→ **Directions**: Among the records that follow, count the lines with the string "dark"; report only that count.

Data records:
○ ○ ○

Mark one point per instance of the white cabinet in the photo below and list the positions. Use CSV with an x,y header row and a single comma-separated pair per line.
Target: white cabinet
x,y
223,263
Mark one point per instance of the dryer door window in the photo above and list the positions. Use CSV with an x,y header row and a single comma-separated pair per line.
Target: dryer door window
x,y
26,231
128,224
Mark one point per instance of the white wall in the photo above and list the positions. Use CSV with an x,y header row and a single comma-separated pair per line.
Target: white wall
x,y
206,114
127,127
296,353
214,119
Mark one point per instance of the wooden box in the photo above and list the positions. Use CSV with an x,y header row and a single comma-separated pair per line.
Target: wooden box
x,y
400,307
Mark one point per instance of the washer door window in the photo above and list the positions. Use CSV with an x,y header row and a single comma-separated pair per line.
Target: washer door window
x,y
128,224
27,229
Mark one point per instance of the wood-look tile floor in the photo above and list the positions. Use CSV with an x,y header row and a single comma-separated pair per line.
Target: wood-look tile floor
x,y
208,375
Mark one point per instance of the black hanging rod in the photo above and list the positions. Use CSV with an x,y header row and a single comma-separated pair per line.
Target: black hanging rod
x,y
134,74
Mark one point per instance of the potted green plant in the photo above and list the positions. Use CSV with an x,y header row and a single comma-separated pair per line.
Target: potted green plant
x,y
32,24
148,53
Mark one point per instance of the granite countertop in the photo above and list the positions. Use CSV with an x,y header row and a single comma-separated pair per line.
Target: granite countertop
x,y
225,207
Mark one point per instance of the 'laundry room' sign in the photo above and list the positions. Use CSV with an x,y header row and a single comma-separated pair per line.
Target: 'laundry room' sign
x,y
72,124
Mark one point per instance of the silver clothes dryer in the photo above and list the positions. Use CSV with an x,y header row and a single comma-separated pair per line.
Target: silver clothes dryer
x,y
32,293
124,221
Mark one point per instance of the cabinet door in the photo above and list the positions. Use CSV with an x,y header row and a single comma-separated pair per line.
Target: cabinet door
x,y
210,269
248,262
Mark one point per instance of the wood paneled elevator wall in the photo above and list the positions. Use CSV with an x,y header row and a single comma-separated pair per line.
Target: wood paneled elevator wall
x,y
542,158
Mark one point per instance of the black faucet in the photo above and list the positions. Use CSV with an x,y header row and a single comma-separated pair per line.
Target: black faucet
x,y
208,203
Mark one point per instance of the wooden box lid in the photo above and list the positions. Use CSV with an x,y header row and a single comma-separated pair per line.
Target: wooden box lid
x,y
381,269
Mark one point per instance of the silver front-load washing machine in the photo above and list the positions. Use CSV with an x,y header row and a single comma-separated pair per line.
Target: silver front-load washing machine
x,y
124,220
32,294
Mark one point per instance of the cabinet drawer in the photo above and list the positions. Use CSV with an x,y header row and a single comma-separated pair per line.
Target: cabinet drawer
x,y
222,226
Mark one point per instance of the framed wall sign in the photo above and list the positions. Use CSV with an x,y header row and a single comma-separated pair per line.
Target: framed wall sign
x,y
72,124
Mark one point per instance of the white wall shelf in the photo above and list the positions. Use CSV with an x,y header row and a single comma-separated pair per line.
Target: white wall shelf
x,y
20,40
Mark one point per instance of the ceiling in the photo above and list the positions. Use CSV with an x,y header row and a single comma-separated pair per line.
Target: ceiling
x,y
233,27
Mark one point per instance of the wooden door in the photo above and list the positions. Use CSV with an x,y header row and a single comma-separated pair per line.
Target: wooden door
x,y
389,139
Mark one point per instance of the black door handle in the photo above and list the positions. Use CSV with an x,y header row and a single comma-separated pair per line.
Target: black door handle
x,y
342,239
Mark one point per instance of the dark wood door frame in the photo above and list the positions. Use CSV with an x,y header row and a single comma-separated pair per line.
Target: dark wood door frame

○ ○ ○

→ **Exercise solution**: 2